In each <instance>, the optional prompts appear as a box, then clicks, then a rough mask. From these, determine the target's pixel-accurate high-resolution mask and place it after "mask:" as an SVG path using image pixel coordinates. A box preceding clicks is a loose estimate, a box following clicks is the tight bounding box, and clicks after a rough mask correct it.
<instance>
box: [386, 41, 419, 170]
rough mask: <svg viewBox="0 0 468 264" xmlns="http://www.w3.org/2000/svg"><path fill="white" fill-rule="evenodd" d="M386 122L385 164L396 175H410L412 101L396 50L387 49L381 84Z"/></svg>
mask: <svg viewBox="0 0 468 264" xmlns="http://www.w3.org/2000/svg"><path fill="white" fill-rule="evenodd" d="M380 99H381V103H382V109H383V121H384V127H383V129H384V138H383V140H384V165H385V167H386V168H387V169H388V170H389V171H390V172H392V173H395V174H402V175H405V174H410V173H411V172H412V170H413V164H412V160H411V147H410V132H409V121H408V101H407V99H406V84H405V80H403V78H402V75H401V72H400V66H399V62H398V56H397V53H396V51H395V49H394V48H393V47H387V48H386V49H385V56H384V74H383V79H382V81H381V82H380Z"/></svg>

# # # # # # #

Show all lines in the entries above where the word "instance" appears.

- RESPONSE TO THE EXERCISE:
In each <instance>, the optional prompts appear as a box, then clicks, then a rough mask. From these, determine the target's pixel-accurate high-resolution mask and place it after "mask:" as an SVG path using image pixel coordinates. A box preceding clicks is a loose estimate, a box following clicks is the tight bounding box, and clicks after a rough mask correct it.
<instance>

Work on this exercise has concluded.